▸ **SUPPLIED DATA**:

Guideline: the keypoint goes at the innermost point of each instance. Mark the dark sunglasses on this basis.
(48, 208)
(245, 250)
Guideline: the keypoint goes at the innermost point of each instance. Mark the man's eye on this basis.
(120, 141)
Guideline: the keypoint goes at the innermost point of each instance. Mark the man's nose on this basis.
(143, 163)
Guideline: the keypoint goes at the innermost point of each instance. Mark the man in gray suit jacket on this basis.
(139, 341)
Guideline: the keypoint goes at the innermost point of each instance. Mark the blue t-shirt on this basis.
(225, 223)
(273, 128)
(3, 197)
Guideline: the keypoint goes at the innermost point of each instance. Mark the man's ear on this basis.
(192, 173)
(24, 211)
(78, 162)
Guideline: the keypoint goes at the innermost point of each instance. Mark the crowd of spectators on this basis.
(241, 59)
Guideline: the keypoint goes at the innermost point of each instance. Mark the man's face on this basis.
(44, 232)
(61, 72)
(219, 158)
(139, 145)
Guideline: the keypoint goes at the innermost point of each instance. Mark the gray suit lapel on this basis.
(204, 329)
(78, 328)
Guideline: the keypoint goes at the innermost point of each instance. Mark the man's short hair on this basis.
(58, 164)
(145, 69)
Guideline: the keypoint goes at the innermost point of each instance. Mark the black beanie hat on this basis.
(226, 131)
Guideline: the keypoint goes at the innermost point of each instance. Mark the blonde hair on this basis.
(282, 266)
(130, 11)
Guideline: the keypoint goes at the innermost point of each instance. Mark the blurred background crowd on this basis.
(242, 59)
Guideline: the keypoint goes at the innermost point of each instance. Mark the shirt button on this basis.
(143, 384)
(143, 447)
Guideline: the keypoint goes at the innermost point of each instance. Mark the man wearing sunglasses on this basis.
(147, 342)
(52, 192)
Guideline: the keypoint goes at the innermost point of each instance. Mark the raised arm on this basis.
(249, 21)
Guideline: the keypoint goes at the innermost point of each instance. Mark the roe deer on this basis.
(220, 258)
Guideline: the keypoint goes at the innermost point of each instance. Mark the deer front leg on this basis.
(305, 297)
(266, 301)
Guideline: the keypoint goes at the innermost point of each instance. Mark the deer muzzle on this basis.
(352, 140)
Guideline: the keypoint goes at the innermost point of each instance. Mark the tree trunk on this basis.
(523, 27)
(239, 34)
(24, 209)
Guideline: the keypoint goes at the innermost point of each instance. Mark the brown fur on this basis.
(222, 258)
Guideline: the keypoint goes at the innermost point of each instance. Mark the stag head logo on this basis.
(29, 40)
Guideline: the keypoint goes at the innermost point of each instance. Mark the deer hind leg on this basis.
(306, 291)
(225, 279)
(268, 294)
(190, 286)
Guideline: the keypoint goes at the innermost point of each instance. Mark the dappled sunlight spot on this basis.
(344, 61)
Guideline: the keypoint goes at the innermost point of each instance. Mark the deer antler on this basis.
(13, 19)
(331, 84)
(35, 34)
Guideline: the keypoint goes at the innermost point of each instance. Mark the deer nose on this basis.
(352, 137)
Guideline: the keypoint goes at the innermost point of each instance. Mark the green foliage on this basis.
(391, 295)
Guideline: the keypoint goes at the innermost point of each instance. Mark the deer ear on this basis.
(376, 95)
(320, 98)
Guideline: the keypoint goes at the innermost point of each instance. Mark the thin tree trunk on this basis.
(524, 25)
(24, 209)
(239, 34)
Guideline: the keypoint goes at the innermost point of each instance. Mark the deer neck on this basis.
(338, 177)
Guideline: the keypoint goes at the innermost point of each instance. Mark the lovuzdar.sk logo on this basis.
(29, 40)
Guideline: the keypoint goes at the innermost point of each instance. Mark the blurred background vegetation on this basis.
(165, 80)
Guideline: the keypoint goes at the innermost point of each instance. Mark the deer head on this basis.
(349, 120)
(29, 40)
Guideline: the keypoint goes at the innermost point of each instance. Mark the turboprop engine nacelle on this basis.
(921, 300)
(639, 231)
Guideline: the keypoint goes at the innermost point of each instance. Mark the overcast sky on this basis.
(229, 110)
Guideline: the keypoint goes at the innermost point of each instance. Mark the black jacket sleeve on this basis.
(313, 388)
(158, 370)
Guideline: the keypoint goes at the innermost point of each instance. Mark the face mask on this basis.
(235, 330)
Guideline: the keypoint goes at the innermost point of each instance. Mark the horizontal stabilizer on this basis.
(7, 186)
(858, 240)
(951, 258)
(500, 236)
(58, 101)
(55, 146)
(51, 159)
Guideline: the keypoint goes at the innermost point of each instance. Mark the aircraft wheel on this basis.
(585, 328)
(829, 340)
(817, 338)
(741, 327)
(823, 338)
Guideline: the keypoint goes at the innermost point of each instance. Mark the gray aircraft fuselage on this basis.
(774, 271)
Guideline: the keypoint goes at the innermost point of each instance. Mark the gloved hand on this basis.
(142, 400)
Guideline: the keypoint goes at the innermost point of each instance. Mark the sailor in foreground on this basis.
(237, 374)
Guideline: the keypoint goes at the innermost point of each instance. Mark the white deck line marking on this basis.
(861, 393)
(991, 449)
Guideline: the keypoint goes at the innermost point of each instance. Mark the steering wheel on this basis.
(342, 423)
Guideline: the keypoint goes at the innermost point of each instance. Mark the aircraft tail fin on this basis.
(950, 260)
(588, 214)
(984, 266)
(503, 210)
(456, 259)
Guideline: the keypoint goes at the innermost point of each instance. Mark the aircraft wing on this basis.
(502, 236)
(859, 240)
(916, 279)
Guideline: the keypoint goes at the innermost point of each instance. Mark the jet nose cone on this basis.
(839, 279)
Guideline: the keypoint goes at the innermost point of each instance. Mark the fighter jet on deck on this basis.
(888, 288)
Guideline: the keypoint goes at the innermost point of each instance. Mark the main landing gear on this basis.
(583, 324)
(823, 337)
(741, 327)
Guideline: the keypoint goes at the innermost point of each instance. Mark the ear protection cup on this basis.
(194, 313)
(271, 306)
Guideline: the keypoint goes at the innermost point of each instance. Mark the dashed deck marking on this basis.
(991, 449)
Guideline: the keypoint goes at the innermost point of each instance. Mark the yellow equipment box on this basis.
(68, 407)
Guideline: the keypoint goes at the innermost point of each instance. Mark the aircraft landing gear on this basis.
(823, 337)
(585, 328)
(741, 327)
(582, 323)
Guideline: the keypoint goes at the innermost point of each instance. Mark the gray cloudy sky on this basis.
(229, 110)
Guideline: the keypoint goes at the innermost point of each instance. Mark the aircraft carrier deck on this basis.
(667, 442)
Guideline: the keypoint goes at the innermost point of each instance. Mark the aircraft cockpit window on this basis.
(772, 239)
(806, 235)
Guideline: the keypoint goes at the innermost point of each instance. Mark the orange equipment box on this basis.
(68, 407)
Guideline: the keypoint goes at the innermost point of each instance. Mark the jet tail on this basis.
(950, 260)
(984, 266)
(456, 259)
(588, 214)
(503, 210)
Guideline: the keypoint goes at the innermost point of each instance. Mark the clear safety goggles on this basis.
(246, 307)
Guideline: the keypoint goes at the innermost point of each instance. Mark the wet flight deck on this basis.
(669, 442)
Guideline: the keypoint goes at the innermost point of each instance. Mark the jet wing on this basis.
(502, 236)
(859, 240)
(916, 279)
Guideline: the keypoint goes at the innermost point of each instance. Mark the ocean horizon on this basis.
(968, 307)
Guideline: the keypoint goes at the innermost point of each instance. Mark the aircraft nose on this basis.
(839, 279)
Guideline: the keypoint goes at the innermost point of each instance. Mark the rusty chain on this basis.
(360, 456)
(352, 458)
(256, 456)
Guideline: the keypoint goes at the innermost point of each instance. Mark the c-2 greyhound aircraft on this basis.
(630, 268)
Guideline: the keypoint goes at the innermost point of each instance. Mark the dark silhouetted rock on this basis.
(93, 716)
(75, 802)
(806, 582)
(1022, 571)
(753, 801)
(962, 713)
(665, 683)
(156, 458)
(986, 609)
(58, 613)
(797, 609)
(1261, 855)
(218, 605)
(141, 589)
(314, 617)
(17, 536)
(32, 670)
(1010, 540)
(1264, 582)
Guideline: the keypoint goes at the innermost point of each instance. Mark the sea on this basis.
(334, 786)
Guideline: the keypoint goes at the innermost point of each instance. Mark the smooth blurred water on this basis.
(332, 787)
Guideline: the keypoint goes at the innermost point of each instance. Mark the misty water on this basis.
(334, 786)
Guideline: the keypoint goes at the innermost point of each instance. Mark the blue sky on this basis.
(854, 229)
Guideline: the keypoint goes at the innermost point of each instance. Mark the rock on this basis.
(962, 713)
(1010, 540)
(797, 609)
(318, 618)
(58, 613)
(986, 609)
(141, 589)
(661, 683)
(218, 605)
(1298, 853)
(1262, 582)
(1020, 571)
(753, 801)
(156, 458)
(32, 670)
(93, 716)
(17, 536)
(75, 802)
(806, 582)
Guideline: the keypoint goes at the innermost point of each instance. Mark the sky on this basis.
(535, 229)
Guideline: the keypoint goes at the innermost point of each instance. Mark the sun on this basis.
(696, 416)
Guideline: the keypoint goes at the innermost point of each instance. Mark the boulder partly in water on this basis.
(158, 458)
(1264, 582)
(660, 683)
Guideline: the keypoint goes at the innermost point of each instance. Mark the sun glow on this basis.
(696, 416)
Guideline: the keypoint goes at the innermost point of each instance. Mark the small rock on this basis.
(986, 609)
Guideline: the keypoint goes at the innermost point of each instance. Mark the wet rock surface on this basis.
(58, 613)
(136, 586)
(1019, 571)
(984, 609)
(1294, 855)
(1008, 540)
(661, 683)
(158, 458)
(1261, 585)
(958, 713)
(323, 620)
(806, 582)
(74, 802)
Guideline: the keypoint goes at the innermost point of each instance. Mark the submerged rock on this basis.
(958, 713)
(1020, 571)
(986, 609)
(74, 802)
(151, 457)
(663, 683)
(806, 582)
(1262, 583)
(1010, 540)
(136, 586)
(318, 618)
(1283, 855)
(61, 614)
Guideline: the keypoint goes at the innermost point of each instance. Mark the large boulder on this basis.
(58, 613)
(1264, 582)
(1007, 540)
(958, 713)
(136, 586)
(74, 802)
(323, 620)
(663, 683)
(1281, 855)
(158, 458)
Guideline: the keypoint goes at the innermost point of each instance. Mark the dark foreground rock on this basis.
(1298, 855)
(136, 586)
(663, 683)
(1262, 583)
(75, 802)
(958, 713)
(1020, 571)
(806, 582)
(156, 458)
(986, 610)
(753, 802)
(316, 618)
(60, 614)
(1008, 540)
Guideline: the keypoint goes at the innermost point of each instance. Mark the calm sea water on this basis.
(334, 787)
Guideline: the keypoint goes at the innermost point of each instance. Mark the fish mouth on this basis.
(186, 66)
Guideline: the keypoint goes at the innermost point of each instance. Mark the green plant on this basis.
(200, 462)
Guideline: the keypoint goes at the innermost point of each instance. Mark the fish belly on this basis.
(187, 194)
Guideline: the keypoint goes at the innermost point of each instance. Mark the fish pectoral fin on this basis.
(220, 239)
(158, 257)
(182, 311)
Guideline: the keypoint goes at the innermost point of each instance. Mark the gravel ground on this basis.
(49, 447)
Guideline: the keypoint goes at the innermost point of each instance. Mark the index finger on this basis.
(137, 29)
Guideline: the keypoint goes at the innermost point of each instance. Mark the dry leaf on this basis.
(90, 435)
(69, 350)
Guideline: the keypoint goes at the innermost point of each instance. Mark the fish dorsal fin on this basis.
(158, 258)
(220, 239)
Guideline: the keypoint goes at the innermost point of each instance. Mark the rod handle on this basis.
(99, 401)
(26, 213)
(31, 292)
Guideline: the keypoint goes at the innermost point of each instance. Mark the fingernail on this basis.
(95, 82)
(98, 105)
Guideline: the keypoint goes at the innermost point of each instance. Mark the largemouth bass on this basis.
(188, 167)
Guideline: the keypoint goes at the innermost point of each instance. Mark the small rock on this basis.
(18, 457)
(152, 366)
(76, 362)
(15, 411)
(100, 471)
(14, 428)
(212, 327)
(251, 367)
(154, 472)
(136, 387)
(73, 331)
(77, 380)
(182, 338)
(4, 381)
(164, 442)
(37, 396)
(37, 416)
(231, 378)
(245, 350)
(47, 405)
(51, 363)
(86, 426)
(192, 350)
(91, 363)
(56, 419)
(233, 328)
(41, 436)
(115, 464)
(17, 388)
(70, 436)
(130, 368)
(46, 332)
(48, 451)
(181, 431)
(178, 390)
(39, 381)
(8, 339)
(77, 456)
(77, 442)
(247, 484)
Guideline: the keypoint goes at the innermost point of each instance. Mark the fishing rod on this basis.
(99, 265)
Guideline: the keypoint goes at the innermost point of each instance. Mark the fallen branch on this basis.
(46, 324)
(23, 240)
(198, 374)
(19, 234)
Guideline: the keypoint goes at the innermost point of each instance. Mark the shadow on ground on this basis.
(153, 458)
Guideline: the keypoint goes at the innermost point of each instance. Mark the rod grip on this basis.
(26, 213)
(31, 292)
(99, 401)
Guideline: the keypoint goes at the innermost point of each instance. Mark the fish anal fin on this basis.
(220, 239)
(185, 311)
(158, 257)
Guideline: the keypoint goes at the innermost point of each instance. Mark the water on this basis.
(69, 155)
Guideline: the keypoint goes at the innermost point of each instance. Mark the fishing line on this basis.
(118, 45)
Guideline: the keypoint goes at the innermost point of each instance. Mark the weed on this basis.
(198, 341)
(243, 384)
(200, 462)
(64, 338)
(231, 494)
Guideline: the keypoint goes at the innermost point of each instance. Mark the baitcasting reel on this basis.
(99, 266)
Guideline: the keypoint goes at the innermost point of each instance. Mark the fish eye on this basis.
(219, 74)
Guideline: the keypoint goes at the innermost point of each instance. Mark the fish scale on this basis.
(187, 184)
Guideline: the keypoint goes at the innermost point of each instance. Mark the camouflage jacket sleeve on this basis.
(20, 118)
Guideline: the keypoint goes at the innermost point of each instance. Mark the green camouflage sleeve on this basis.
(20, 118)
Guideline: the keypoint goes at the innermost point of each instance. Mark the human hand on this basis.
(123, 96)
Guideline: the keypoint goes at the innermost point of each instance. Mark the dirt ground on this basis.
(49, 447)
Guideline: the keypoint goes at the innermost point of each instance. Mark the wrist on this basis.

▸ **WRITTEN EXERCISE**: Repeat exactly, and only, the lines from the line containing "rod on this basis." through the last line of the records above, both included.

▸ **RIGHT ANSWER**:
Guideline: the keypoint goes at the innermost point of each instance. Mark the fishing rod on this basis.
(99, 265)
Guideline: the keypoint goes at the innermost point of each instance. Mark the fallen branch on this basis.
(46, 324)
(23, 240)
(198, 374)
(19, 234)
Guideline: the keypoint goes at the innermost point of each instance. Mark the shadow on ground on this basis.
(153, 458)
Guideline: the keypoint goes at the innermost point of each instance. Mark the rod grip on this basis.
(26, 213)
(31, 292)
(99, 401)
Guideline: the keypoint goes at the innermost point of each instance. Mark the fish anal fin on this basis.
(220, 239)
(185, 311)
(158, 257)
Guideline: the keypoint goes at the innermost point of each instance. Mark the water on this basis.
(69, 155)
Guideline: the keypoint goes at the innermost point of each instance. Mark the fishing line on this basis.
(118, 45)
Guideline: the keypoint goes at the innermost point of each instance. Mark the weed on this basis.
(198, 341)
(243, 384)
(200, 462)
(64, 338)
(231, 494)
Guideline: the keypoint goes at the innermost point of each instance. Mark the baitcasting reel on this basis.
(99, 266)
Guideline: the keypoint goes at the innermost point of each instance. Mark the fish eye on this basis.
(219, 74)
Guideline: the keypoint goes at the innermost point of each instance. Mark the fish scale on this basis.
(187, 184)
Guideline: the keypoint goes at the innermost point of each instance. Mark the camouflage jacket sleeve on this basis.
(20, 118)
Guideline: the keypoint goes at the innermost point of each instance. Mark the green camouflage sleeve on this basis.
(20, 118)
Guideline: the keypoint goes at the innermost point of each instance. Mark the human hand on this basis.
(123, 96)
Guideline: the keypoint goes at the innermost point of each instance. Mark the dirt ground on this basis.
(49, 447)
Guideline: the keypoint goes at the innermost point of each instance. Mark the wrist on this basis.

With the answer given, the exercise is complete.